■ **What the exercise asks**: Reproduce each entry exactly, so that everything except the pictures is carried over.

Data for review section start

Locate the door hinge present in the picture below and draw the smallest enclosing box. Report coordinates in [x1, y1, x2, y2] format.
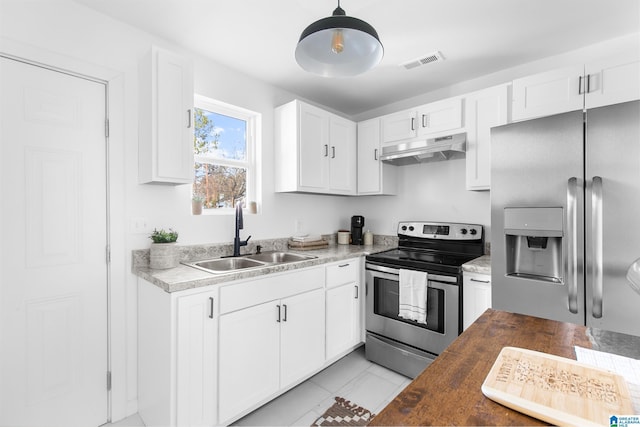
[107, 371, 112, 391]
[105, 119, 110, 138]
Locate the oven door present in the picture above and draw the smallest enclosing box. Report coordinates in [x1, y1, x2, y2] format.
[365, 263, 460, 356]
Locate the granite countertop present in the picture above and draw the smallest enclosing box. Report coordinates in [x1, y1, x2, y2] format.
[462, 254, 491, 275]
[133, 236, 397, 293]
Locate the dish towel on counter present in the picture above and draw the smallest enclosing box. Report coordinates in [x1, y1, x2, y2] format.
[398, 269, 428, 325]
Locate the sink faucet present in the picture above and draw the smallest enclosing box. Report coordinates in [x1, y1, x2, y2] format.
[233, 201, 251, 256]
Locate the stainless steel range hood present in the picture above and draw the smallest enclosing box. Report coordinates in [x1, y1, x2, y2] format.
[380, 133, 466, 166]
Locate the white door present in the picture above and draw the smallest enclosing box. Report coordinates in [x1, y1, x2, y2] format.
[0, 57, 108, 426]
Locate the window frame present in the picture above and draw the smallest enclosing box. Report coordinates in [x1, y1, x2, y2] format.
[193, 94, 260, 214]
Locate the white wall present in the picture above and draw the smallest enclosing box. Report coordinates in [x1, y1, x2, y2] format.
[2, 0, 638, 422]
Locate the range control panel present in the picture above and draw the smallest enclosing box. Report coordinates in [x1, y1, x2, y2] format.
[397, 221, 483, 240]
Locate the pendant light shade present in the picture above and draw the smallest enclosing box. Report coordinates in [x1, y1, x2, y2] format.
[295, 2, 383, 77]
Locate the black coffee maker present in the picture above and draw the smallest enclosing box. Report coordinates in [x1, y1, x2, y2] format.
[351, 215, 365, 245]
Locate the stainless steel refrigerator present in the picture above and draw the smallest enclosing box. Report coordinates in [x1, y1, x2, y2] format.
[490, 100, 640, 337]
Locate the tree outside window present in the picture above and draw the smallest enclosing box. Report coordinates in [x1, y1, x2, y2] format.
[192, 98, 256, 212]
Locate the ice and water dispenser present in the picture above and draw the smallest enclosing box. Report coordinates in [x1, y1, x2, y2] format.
[504, 207, 564, 283]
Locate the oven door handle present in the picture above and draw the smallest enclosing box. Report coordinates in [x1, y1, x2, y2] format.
[365, 263, 458, 284]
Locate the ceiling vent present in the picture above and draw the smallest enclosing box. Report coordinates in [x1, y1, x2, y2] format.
[400, 51, 445, 70]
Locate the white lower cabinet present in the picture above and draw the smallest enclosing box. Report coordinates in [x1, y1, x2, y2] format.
[462, 271, 492, 330]
[139, 259, 365, 427]
[138, 279, 218, 427]
[217, 266, 325, 425]
[325, 259, 362, 361]
[218, 288, 325, 423]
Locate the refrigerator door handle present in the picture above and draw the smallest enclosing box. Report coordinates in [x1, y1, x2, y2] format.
[591, 176, 604, 318]
[566, 177, 579, 314]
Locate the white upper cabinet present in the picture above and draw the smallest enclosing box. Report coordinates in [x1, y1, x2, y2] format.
[275, 100, 356, 195]
[381, 110, 417, 144]
[511, 65, 584, 121]
[416, 97, 463, 136]
[356, 118, 397, 195]
[381, 97, 464, 145]
[138, 45, 194, 185]
[584, 57, 640, 109]
[512, 54, 640, 121]
[465, 84, 510, 191]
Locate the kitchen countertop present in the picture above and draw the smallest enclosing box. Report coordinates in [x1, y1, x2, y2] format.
[462, 254, 491, 275]
[133, 240, 396, 293]
[369, 308, 640, 426]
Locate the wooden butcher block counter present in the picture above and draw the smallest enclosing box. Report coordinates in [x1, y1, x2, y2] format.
[369, 308, 639, 426]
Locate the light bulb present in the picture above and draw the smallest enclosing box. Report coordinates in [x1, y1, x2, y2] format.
[331, 29, 344, 54]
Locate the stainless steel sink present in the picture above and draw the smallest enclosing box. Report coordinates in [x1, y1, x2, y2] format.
[244, 251, 316, 263]
[184, 257, 268, 273]
[182, 251, 316, 274]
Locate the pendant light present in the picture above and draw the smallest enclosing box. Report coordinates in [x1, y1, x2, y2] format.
[295, 1, 384, 77]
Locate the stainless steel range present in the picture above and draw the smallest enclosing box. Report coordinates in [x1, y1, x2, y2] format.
[365, 221, 484, 378]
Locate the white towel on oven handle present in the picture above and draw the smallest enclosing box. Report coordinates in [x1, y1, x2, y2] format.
[398, 269, 428, 325]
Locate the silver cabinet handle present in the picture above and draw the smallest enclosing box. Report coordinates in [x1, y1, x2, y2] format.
[422, 114, 427, 128]
[586, 74, 592, 93]
[331, 146, 336, 159]
[578, 75, 584, 95]
[410, 117, 415, 131]
[591, 176, 603, 318]
[187, 109, 192, 128]
[566, 177, 579, 314]
[324, 144, 329, 157]
[470, 278, 490, 283]
[374, 148, 378, 161]
[354, 285, 359, 299]
[338, 263, 350, 268]
[209, 297, 214, 319]
[276, 304, 281, 322]
[282, 304, 288, 322]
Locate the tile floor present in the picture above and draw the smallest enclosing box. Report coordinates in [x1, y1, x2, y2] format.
[108, 345, 411, 427]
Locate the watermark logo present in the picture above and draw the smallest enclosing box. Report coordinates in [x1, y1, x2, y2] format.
[611, 415, 640, 427]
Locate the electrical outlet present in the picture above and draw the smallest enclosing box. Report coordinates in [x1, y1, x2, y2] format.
[131, 217, 150, 234]
[294, 219, 304, 235]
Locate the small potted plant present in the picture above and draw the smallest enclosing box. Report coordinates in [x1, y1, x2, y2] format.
[192, 194, 204, 215]
[149, 228, 179, 269]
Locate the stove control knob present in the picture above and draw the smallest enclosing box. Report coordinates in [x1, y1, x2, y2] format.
[408, 226, 415, 231]
[470, 229, 478, 235]
[401, 225, 407, 231]
[460, 228, 468, 235]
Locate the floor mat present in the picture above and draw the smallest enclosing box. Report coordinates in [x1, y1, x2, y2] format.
[311, 397, 375, 426]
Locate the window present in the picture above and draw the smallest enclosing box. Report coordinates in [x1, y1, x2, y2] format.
[192, 95, 259, 213]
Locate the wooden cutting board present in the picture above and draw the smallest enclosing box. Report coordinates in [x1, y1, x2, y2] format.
[482, 347, 633, 427]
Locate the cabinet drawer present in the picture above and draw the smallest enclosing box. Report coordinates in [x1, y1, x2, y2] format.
[219, 266, 324, 314]
[326, 259, 359, 288]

Data for review section end

■ **Solution for this task**:
Locate the door hinge present in the picture below and draw the smallest enclosing box. Report coordinates in [x1, y1, x2, y2] format.
[107, 371, 112, 391]
[105, 119, 110, 138]
Locate the oven door present in the picture above and draw the smallest enclosing box. Report coordinates in [x1, y1, x2, y2] format.
[365, 263, 460, 356]
Locate the granite countertop present in the picture above and draw the smallest enclosing box. Report coordinates in [x1, y1, x2, y2] format.
[462, 254, 491, 275]
[133, 236, 397, 293]
Locate the dish towel on counter present in the picture above and draw the smallest enclosing box. Report coordinates in [x1, y1, x2, y2] format.
[398, 269, 428, 325]
Locate the sink faucet present in the picture above and draw the smallest enclosing box. Report coordinates in [x1, y1, x2, y2] format.
[233, 201, 251, 256]
Locate the stainless steel range hood present in the picture above and draw the smallest enclosing box. Report coordinates in [x1, y1, x2, y2] format.
[380, 133, 466, 166]
Locate the white door present in the picture above and draw the smallest enclosing box. Report coordinates in [x1, y1, x2, y2] format.
[0, 57, 108, 426]
Locate the window frame present in the picture above and draw the smallest enclosing box. Report coordinates in [x1, y1, x2, y2] format.
[193, 94, 260, 214]
Locate the white wall present in the picture above and draw the smallest enclosing box. Report coordinates in [x1, y1, x2, y2] format.
[2, 0, 638, 422]
Locate the range control panel present in the picture above and draw the smallest enclosing box. Report coordinates in [x1, y1, x2, y2] format.
[397, 221, 483, 240]
Locate the pendant light shade present in the picture above and draw the smallest enclosing box. Report coordinates in [x1, y1, x2, y2] format.
[295, 2, 383, 77]
Locate the black coffee maker present in the picture above and draw the smallest enclosing box. Report coordinates in [x1, y1, x2, y2] format.
[351, 215, 365, 245]
Locate the stainless steel refrigerator present in the picture above and draw the smallest enclosing box. Report coordinates in [x1, y1, x2, y2] format.
[490, 100, 640, 337]
Locate the tree outside window present in the picture above and draw the smallest enclosing box. Report coordinates in [x1, y1, x2, y2] format.
[192, 98, 256, 212]
Locate the ice and water dispenser present in the picture above and draw the smallest enclosing box. Report coordinates in [x1, y1, x2, y2] format.
[504, 207, 564, 283]
Locate the oven door handle present in the picture above and draw the smallest enclosing box. Report coordinates in [x1, y1, x2, y2] format.
[365, 263, 458, 284]
Locate the ceiling vent present in the picture above and draw the smallest enclosing box. Report coordinates in [x1, y1, x2, y2] format.
[400, 51, 445, 70]
Locate the white lower cabinet present in the picture above and draw the smallest enclosing box. Report coordinates in [x1, y1, x2, y2] format.
[462, 271, 492, 330]
[139, 259, 365, 427]
[138, 279, 218, 427]
[217, 266, 325, 425]
[325, 259, 362, 361]
[218, 288, 325, 423]
Locate the refrigerator door handle present in the picture above and draw the smallest enclosing box. Report coordinates in [x1, y1, x2, y2] format.
[591, 176, 604, 318]
[566, 177, 579, 314]
Locate the white upper cabinet present in the picture above and draw the smallest enclosing box. Report coordinates in [x1, y1, x2, y2] format.
[275, 100, 356, 195]
[381, 110, 417, 144]
[511, 65, 584, 121]
[416, 97, 463, 136]
[356, 118, 397, 195]
[381, 97, 464, 145]
[138, 45, 194, 185]
[584, 57, 640, 109]
[512, 54, 640, 121]
[465, 84, 510, 191]
Locate the kitchen countertop present in the picture above and draw the smallest enclosing box. Report coordinates in [x1, y1, x2, y2] format.
[462, 254, 491, 275]
[133, 240, 396, 293]
[369, 308, 640, 426]
Locate the wooden butcher block counter present in the picture above and draw the smallest enclosing box. Report coordinates in [x1, y1, x2, y2] format.
[369, 308, 639, 426]
Locate the light bulb present in the picture above and draw the smallest enclosing box. Report coordinates in [x1, y1, x2, y2] format.
[331, 29, 344, 54]
Locate the stainless steel sink present in the picture above and draw the smallest enclosing box. Report coordinates in [x1, y1, x2, y2] format.
[244, 251, 316, 263]
[184, 257, 268, 273]
[182, 251, 316, 274]
Locate the pendant light present in the picture above and draw the smallest enclosing box. Report coordinates in [x1, y1, x2, y2] format.
[295, 1, 384, 77]
Locate the stainless steel range present in the picture above and draw the smallest enclosing box. Report coordinates in [x1, y1, x2, y2] format.
[365, 221, 484, 378]
Locate the white towel on oven handle present in the picture above and draw the smallest enclosing box. Report coordinates in [x1, y1, x2, y2] format.
[398, 269, 428, 325]
Locate the silver cabinet handle present in the picture above and draw the smallest enclosing box. Report coordinates in [x1, y1, x2, y2] format.
[422, 114, 427, 128]
[586, 74, 592, 93]
[331, 146, 336, 159]
[578, 75, 584, 95]
[410, 117, 415, 131]
[591, 176, 603, 318]
[187, 109, 192, 128]
[566, 177, 579, 314]
[324, 144, 329, 157]
[470, 278, 490, 283]
[374, 148, 378, 161]
[354, 285, 359, 299]
[338, 263, 350, 268]
[209, 297, 214, 319]
[276, 304, 281, 322]
[282, 304, 288, 322]
Locate the tile floor present in the picture above and draw the smallest enclosing box. Report coordinates in [x1, y1, x2, y2] format.
[108, 345, 411, 427]
Locate the watermark logo present in the picture above and draw the smallest enclosing box. Report coordinates in [x1, y1, x2, y2] format.
[611, 415, 640, 427]
Locate the electrical outlet present in the picture above and draw the smallest enclosing box. Report coordinates in [x1, y1, x2, y2] format.
[131, 217, 150, 234]
[294, 219, 304, 235]
Locate the small potted plant present in the picture above and draw the smallest enclosing box. Report coordinates in [x1, y1, x2, y2] format.
[192, 194, 204, 215]
[149, 228, 179, 269]
Locate the stove control knob present in the picture above and draw the smallest enclosing box. Report coordinates in [x1, y1, x2, y2] format.
[408, 226, 415, 231]
[470, 229, 478, 235]
[401, 225, 407, 231]
[460, 228, 468, 235]
Locate the floor mat present in the picture above and draw the smallest enclosing box. Report coordinates in [x1, y1, x2, y2] format.
[311, 397, 375, 426]
Locate the window present in the picture above and draw the smallest enclosing box. Report coordinates in [x1, y1, x2, y2] format.
[192, 95, 259, 213]
Locate the wooden cutting board present in the picture above and draw the smallest enclosing box. Report coordinates in [x1, y1, x2, y2] format.
[482, 347, 633, 427]
Locate the cabinet drawer present in the picture above and draw the smallest enclosing box. Report coordinates in [x1, y1, x2, y2] format.
[219, 266, 324, 314]
[326, 259, 359, 288]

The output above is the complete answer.